Top of Selected passage

On Aug. 31, escaped Vietnamese migrant worker Nguyen Quoc Phi died after being shot nine times by a police officer. Before the clarification of the police officer’s responsibility, many Taiwanese were quick to give their full support to the police’s handling of the matter in order to maintain social order.
Would they have supported the police unconditionally if the victim, who only had a stone in his hand when resisting arrest, were Taiwanese?
At a news conference on Friday last week at which the international Committee on the Rights of the Child (CRC) — which monitors the implementation of the Convention on the Rights of the Child — presented its concluding opinion on Taiwan’s first Convention on the Rights of the Child report, anti-gay activists who said that they were parents made discriminatory remarks and even held up a placard with the text: “LGBT [lesbian, gay, bisexual and transgender people] get out of Taiwan.”
In the past, anti-LGBT activists would pretend that they did not discriminate against homosexuals, but they are now showing no restraint in displaying their hostility toward minorities of different sexual orientation and gender.
Many Taiwanese are no longer satisfied with keeping their hostility toward minority groups under wraps and are openly displaying it, with a direct effect on people’s lives, such as at the meeting of the CRC review committee.
Despite Premier William Lai’s (賴清德) recent pledge that Taiwan attaches importance to human rights, many Taiwanese only attach importance to their own human rights and human rights of others that are in line with their own value system.
Many Taiwanese are friendly to “Caucasian” people, but they despise dark-skinned Southeast Asian migrant workers, even though the rapid transit systems that they travel on were built by those migrant workers and even though their older family members are cared for by migrant workers.
Although news about heterosexual couples killing each other is frequently seen in newspapers these days, many people strongly condemned the LGBT community as a whole when a murder involving a same-sex couple occurred not long ago, with some saying that “it would be best if all jia jia (甲甲, LGBT people) died.”

Bottom of Selected passage

**Task requirements**
Print the full passage on discrimination in Taiwan word for word.

Top of Records shown

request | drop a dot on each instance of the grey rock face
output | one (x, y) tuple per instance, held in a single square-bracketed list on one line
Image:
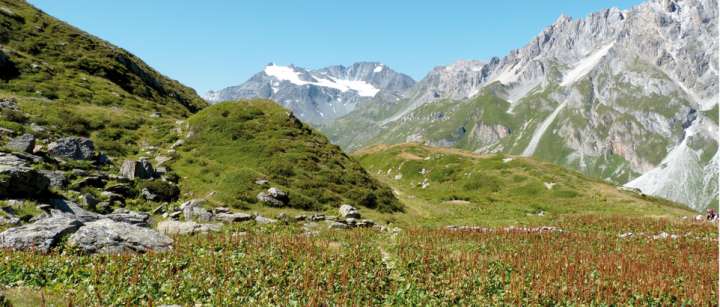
[(347, 211), (40, 236), (627, 94), (232, 217), (321, 95), (141, 169), (21, 181), (62, 207), (264, 220), (74, 148), (171, 227), (274, 197), (57, 178), (109, 236), (23, 143), (141, 219)]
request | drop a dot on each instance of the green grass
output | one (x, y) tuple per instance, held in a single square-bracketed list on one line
[(57, 61), (234, 144), (586, 265), (465, 188)]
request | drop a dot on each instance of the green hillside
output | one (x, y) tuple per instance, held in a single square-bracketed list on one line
[(72, 83), (234, 144), (441, 186)]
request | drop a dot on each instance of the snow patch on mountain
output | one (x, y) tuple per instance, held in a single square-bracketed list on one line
[(537, 135), (286, 73), (682, 169), (584, 66)]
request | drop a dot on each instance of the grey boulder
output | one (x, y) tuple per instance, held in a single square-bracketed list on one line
[(73, 148), (274, 197), (141, 169), (109, 236), (23, 143), (62, 207), (348, 211), (21, 181), (171, 227), (40, 236), (131, 217), (57, 178), (232, 217)]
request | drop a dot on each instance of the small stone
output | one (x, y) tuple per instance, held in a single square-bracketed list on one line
[(264, 220), (274, 197), (88, 201), (232, 217), (338, 225)]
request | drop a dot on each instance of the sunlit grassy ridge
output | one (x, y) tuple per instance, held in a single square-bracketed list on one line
[(232, 145), (464, 188), (49, 58)]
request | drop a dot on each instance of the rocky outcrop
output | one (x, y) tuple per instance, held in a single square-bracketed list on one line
[(23, 143), (347, 211), (141, 219), (171, 227), (232, 217), (72, 148), (274, 197), (141, 169), (40, 236), (109, 236), (18, 179)]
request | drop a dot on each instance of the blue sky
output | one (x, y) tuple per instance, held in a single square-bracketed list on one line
[(211, 44)]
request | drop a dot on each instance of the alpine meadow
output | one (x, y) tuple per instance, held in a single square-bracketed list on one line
[(578, 169)]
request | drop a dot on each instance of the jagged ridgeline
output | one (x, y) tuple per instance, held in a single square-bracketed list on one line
[(232, 146)]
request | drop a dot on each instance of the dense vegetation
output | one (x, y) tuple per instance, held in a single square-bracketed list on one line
[(232, 145), (586, 264), (443, 186), (50, 59)]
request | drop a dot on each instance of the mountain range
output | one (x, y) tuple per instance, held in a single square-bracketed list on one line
[(320, 95), (628, 96)]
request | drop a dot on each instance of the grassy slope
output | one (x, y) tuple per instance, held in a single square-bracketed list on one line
[(73, 83), (234, 144), (465, 188)]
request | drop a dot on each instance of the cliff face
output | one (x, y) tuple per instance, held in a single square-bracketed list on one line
[(617, 95)]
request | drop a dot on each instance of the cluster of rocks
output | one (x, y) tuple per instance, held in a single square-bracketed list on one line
[(119, 232), (511, 229)]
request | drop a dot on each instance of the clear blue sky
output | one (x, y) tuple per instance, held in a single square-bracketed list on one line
[(211, 44)]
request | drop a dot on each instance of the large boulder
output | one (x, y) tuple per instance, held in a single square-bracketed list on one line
[(141, 219), (274, 197), (109, 236), (73, 148), (141, 169), (57, 178), (171, 227), (347, 211), (21, 181), (40, 236), (23, 143), (62, 207), (232, 217)]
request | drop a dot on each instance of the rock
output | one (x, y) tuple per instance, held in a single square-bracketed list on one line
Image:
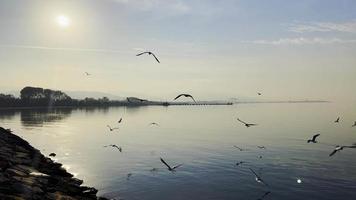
[(52, 154), (25, 173)]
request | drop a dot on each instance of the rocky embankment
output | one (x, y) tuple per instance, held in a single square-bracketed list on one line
[(27, 174)]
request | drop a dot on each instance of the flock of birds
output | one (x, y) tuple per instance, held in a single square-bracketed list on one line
[(258, 177)]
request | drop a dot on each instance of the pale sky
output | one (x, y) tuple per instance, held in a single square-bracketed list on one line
[(286, 49)]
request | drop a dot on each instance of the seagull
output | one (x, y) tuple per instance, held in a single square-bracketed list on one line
[(153, 123), (339, 148), (314, 139), (240, 163), (264, 195), (153, 170), (246, 124), (114, 146), (185, 95), (149, 53), (238, 148), (112, 129), (258, 178), (169, 167), (128, 176)]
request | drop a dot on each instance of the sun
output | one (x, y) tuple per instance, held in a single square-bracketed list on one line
[(63, 21)]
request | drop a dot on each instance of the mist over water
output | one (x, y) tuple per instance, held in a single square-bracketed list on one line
[(202, 138)]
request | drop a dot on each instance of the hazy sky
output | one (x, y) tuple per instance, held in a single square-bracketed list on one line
[(303, 49)]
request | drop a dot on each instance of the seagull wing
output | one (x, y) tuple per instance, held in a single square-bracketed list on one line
[(238, 147), (332, 153), (155, 57), (142, 53), (177, 97), (175, 167), (164, 162), (254, 173), (315, 136)]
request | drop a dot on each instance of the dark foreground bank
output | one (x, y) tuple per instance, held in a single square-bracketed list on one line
[(27, 174)]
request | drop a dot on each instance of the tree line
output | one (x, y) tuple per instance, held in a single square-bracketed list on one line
[(39, 97)]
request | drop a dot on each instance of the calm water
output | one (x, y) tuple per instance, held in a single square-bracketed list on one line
[(202, 138)]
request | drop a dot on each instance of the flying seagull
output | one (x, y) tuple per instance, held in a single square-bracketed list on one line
[(246, 124), (169, 167), (258, 178), (185, 95), (153, 123), (112, 129), (313, 140), (153, 169), (114, 146), (339, 148), (149, 53), (264, 195), (128, 176), (238, 148), (240, 163)]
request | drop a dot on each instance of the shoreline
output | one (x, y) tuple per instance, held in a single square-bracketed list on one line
[(25, 173), (162, 104)]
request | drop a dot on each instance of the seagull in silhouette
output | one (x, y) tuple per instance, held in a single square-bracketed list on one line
[(128, 176), (339, 148), (240, 163), (258, 178), (120, 120), (238, 148), (149, 53), (112, 129), (153, 123), (185, 95), (264, 195), (313, 140), (246, 124), (169, 167), (114, 146), (153, 170)]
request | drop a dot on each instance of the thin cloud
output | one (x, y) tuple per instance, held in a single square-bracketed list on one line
[(63, 49), (345, 27), (176, 6), (302, 41)]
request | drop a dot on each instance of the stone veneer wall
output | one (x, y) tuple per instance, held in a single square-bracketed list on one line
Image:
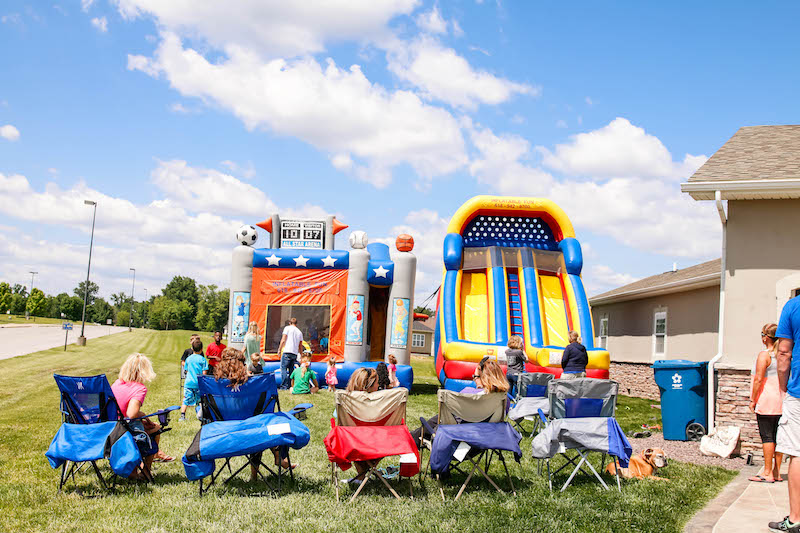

Bottom of Records shown

**Answer section**
On Aug. 31, escaped Vietnamese migrant worker Nguyen Quoc Phi died after being shot nine times by a police officer. Before the clarification of the police officer’s responsibility, many Taiwanese were quick to give their full support to the police’s handling of the matter in order to maintain social order.
Would they have supported the police unconditionally if the victim, who only had a stone in his hand when resisting arrest, were Taiwanese?
At a news conference on Friday last week at which the international Committee on the Rights of the Child (CRC) — which monitors the implementation of the Convention on the Rights of the Child — presented its concluding opinion on Taiwan’s first Convention on the Rights of the Child report, anti-gay activists who said that they were parents made discriminatory remarks and even held up a placard with the text: “LGBT [lesbian, gay, bisexual and transgender people] get out of Taiwan.”
In the past, anti-LGBT activists would pretend that they did not discriminate against homosexuals, but they are now showing no restraint in displaying their hostility toward minorities of different sexual orientation and gender.
Many Taiwanese are no longer satisfied with keeping their hostility toward minority groups under wraps and are openly displaying it, with a direct effect on people’s lives, such as at the meeting of the CRC review committee.
Despite Premier William Lai’s (賴清德) recent pledge that Taiwan attaches importance to human rights, many Taiwanese only attach importance to their own human rights and human rights of others that are in line with their own value system.
Many Taiwanese are friendly to “Caucasian” people, but they despise dark-skinned Southeast Asian migrant workers, even though the rapid transit systems that they travel on were built by those migrant workers and even though their older family members are cared for by migrant workers.
Although news about heterosexual couples killing each other is frequently seen in newspapers these days, many people strongly condemned the LGBT community as a whole when a murder involving a same-sex couple occurred not long ago, with some saying that “it would be best if all jia jia (甲甲, LGBT people) died.”